## Ihre Aufgaben
1. Entnehmen Sie dem Textauszug die Passage, die mit „Natürlich benutzt sie“ beginnt und mit „hat es ihr empfohlen.“ endet, und geben Sie sie wortgetreu wieder.
2. Wie viel Prozent der Prostituierten erreicht die Regierung laut dem Textauszug nach Angaben von UNaids bisher mit ihren Aufklärungsprogrammen?
3. Prüfen Sie, ob die folgenden Aussagen mit dem Textauszug übereinstimmen. Antworten Sie jeweils mit Ja oder Nein und zitieren Sie die entscheidenden Worte des Textauszugs.
(a) In „Royal“ werden Kondome kostenlos ausgegeben.
(b) Diane Sukagoni kann einen Freier abweisen, der auf ungeschütztem Sex besteht.
(c) Eddy Lamanepa arbeitet im Gesundheitsministerium.

Natürlich benutzt sie Kondome, sagt Diane Sukagoni, die sind im Preis inklusive. Und wenn ein Freier darauf besteht, ungeschützten Sex zu haben? Nein, dann stehe es nicht in ihrer Macht, den Mann abzuweisen, dann müsse sie sich fügen. Aber sie gehe regelmäßig zum HIV-Test und wie alle anderen Frauen in "Royal" nehme sie Antibiotika, um sich gegen Infektionen zu schützen. Sie weiß zwar ganz genau, dass das nicht gegen Aids hilft, doch der Arzt hat es ihr empfohlen.

Kostenlose Kondome, mangelnde Aufklärung

Es sind Tipps wie diese, die den Mediziner Eddy Lamanepa aus dem Gesundheitsministerium zur Verzweiflung bringen können: "Eine HIV-Infektion ist so leicht zu verhindern, aber es ist so schwierig zu vermitteln." Eddy Lamanepa meint damit freilich nicht allein die technische Seite. Denn hier unternimmt die indonesische Regierung, der auch kritische Nichtregierungsorganisationen bescheinigen, den Kampf gegen Aids sehr ernst zu nehmen, mit Unterstützung des von den Vereinten Nationen initiierten Global Funds viel. In "Royal" werden kostenlos Kondome ausgegeben, eine lokale Hilfsorganisation betreibt Aufklärung, bietet eine Gesundheitsberatung an und hält regelmäßig ärztliche Sprechstunden ab. Und dennoch erreicht die Regierung nach Angaben von UNaids bisher nicht einmal 25 Prozent der Prostituierten mit ihren Aufklärungsprogrammen.

## Daten zur Auswertung
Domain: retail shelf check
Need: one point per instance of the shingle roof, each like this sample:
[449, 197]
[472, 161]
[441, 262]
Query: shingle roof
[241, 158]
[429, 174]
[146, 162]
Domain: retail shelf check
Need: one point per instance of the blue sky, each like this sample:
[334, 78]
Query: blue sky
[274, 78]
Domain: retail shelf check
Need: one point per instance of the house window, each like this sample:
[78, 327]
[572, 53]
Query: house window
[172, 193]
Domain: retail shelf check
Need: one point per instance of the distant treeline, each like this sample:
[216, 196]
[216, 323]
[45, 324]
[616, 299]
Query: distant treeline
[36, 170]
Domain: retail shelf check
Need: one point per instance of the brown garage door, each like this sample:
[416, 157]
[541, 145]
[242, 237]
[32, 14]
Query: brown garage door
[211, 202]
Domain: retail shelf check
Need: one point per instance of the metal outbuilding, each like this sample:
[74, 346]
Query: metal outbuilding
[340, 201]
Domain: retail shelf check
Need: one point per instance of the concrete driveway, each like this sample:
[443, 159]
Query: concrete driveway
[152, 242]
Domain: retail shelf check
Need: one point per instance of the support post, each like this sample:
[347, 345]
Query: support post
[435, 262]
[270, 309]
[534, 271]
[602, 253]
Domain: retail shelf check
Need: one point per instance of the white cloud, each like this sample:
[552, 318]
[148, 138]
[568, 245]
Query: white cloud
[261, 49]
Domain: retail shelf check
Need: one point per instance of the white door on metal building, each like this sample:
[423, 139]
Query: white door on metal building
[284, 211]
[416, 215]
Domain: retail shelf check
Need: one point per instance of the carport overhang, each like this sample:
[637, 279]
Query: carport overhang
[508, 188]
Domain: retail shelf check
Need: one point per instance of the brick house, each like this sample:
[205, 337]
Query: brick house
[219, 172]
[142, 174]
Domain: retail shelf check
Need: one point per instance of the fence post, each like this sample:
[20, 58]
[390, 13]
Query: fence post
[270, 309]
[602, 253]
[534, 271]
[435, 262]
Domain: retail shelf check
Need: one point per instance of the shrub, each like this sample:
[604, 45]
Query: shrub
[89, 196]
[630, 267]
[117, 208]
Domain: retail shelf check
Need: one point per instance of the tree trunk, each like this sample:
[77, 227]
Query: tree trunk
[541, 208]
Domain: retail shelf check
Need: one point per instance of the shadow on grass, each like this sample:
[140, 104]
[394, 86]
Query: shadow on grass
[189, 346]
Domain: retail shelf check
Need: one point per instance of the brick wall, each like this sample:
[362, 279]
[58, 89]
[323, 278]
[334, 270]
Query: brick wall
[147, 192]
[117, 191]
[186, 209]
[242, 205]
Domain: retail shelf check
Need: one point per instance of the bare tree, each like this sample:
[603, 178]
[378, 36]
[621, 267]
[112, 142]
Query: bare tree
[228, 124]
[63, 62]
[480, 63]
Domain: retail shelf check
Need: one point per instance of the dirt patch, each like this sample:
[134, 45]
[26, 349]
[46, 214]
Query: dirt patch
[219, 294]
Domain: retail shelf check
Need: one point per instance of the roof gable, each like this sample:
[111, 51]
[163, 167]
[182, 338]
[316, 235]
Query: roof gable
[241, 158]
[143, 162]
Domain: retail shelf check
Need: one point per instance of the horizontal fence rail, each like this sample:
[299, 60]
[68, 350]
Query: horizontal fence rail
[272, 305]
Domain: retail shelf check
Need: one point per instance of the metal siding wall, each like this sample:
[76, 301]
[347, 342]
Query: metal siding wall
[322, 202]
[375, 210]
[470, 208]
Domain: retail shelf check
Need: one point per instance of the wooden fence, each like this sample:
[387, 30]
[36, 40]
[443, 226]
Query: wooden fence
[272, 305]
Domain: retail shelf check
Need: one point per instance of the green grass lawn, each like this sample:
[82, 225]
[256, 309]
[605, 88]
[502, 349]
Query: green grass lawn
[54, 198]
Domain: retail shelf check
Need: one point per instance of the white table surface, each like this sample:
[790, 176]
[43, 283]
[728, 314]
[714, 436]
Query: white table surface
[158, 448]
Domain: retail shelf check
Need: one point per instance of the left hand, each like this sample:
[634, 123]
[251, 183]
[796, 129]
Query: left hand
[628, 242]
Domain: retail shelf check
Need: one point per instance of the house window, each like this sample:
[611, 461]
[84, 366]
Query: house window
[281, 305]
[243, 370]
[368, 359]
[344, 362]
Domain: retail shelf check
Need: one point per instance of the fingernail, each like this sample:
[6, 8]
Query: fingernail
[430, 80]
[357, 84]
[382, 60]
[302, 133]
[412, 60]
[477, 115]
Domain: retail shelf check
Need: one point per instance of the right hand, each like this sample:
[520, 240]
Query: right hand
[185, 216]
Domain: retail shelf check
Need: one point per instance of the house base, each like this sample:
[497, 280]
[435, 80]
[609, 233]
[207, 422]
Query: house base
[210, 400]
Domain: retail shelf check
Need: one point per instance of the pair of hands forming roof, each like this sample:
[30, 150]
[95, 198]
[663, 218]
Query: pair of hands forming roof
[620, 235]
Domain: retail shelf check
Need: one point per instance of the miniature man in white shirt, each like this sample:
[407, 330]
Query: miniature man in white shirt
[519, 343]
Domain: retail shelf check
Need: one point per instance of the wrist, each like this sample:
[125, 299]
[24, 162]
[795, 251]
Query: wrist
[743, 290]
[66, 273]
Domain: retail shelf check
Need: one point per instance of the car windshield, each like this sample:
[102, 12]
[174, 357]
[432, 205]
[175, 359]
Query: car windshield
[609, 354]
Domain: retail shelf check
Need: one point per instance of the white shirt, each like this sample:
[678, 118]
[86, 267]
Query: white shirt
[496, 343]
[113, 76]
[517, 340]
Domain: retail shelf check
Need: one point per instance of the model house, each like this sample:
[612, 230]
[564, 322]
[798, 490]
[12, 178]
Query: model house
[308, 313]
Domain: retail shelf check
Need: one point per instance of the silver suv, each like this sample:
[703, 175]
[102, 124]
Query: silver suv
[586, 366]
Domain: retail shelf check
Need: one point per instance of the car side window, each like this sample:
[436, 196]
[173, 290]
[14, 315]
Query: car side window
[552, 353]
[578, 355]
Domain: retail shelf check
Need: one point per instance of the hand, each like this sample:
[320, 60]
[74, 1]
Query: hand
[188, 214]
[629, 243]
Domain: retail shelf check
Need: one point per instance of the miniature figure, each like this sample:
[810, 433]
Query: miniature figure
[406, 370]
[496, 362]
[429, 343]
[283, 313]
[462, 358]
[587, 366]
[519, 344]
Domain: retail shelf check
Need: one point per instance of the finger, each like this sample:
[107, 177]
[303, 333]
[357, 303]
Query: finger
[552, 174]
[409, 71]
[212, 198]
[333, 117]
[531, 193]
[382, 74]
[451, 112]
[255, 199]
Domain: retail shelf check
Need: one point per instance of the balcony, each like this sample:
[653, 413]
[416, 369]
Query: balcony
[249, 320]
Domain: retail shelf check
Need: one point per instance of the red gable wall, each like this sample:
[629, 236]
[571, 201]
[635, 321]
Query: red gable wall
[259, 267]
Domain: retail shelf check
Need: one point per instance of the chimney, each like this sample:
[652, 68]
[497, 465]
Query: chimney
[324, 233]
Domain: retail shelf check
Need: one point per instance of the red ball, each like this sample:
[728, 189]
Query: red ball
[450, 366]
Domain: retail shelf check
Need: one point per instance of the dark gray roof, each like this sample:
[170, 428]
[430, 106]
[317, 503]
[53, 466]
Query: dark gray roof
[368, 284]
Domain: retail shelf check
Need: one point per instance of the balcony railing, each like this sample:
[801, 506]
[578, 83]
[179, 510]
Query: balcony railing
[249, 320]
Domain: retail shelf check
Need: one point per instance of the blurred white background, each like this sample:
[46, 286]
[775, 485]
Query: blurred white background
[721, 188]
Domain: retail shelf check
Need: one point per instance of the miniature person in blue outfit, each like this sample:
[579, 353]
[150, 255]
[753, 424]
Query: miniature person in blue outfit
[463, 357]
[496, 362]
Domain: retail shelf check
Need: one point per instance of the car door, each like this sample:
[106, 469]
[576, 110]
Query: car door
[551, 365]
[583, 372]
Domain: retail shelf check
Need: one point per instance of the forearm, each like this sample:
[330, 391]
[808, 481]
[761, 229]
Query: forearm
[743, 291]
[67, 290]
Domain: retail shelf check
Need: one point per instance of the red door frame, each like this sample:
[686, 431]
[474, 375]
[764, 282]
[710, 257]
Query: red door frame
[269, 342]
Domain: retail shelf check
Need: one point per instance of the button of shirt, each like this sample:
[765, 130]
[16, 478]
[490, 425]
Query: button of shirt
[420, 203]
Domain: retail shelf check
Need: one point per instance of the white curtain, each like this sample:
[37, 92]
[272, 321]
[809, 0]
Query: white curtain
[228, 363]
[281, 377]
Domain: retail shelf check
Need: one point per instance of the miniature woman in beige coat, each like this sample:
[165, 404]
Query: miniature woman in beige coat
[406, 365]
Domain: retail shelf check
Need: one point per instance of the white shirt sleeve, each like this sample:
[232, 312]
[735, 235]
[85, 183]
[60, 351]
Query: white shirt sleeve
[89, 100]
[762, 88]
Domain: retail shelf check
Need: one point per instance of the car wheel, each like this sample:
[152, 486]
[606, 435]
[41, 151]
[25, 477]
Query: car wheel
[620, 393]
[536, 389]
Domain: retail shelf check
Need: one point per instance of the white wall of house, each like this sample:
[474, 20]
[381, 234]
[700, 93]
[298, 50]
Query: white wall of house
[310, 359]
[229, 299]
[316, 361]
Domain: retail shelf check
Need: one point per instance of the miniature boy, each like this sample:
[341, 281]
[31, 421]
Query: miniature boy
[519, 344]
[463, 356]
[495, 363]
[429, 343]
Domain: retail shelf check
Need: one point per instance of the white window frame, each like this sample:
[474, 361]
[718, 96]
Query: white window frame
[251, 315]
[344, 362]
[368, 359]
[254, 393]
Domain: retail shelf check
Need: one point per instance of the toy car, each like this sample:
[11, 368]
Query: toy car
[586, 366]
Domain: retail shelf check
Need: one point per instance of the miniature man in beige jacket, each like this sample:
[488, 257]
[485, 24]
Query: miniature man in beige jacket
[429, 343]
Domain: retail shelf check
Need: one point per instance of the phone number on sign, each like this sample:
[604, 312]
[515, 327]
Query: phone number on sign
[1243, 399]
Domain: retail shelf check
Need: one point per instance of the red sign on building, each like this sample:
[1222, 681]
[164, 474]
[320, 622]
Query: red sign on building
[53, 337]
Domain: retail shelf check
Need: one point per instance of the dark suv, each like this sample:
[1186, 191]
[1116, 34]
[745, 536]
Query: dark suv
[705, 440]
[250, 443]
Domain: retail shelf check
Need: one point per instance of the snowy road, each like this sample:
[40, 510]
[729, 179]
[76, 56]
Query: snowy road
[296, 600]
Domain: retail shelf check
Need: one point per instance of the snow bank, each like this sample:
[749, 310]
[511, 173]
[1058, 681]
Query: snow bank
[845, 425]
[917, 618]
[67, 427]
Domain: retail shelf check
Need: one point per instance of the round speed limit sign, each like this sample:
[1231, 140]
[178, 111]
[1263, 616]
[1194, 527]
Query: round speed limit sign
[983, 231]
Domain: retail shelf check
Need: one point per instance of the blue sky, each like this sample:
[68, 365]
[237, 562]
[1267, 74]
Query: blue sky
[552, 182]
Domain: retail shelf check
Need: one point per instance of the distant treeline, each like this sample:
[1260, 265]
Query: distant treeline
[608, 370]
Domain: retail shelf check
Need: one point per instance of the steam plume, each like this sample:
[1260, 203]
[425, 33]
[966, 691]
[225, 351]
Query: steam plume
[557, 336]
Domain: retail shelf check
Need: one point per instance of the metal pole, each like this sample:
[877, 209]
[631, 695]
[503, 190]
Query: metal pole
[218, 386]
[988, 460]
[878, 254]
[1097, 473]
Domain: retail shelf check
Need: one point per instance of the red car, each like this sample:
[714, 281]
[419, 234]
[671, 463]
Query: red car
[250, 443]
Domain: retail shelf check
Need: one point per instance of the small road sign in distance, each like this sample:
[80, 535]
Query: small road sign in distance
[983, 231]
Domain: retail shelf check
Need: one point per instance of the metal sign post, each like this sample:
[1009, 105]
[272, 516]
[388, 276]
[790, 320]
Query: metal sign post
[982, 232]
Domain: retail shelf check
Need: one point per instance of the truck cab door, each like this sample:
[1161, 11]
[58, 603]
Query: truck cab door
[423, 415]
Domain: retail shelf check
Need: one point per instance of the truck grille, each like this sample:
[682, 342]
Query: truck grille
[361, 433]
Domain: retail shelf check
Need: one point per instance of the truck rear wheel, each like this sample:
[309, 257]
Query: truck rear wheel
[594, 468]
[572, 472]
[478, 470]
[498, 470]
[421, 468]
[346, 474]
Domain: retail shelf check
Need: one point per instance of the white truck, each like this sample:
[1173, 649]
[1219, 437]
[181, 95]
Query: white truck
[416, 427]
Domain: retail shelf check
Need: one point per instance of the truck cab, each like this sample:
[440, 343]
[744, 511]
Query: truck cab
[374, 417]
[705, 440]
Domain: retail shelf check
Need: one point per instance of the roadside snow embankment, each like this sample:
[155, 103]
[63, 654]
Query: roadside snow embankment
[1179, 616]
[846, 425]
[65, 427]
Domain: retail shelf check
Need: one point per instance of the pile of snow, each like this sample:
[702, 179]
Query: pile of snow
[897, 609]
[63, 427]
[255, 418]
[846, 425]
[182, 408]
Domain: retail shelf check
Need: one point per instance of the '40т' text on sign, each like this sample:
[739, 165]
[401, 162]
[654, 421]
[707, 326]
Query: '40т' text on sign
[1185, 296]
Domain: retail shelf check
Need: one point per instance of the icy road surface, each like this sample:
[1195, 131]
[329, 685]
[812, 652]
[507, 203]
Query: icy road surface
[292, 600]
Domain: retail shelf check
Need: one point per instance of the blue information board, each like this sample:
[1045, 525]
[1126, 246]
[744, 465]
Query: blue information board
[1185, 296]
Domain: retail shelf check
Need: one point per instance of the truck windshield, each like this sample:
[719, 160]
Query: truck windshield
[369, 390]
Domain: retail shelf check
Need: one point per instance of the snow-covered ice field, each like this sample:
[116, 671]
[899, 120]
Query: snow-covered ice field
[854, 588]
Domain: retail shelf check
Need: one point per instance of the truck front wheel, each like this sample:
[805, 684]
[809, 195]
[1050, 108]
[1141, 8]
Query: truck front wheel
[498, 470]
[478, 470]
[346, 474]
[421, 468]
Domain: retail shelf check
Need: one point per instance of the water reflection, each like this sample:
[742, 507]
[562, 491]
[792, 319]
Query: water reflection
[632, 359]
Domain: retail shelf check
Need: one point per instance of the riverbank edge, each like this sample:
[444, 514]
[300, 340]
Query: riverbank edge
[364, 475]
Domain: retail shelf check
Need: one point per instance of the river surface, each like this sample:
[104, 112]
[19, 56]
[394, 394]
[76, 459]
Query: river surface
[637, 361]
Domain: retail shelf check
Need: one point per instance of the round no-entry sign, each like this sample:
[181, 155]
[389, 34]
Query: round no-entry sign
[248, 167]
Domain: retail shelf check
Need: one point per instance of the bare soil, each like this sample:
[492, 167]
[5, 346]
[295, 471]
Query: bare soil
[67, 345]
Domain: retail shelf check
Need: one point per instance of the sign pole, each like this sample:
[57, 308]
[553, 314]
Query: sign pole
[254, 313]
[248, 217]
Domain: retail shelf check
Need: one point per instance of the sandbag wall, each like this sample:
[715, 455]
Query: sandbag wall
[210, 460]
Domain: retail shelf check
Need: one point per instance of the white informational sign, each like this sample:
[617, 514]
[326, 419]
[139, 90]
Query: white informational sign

## Ihre Antworten
1.
Natürlich benutzt sie Kondome, sagt Diane Sukagoni, die sind im Preis inklusive. Und wenn ein Freier darauf besteht, ungeschützten Sex zu haben? Nein, dann stehe es nicht in ihrer Macht, den Mann abzuweisen, dann müsse sie sich fügen. Aber sie gehe regelmäßig zum HIV-Test und wie alle anderen Frauen in "Royal" nehme sie Antibiotika, um sich gegen Infektionen zu schützen. Sie weiß zwar ganz genau, dass das nicht gegen Aids hilft, doch der Arzt hat es ihr empfohlen.

2. Nicht einmal 25 Prozent.

3.
(a) Ja: „In "Royal" werden kostenlos Kondome ausgegeben“
(b) Nein: „Nein, dann stehe es nicht in ihrer Macht, den Mann abzuweisen“
(c) Ja: „den Mediziner Eddy Lamanepa aus dem Gesundheitsministerium“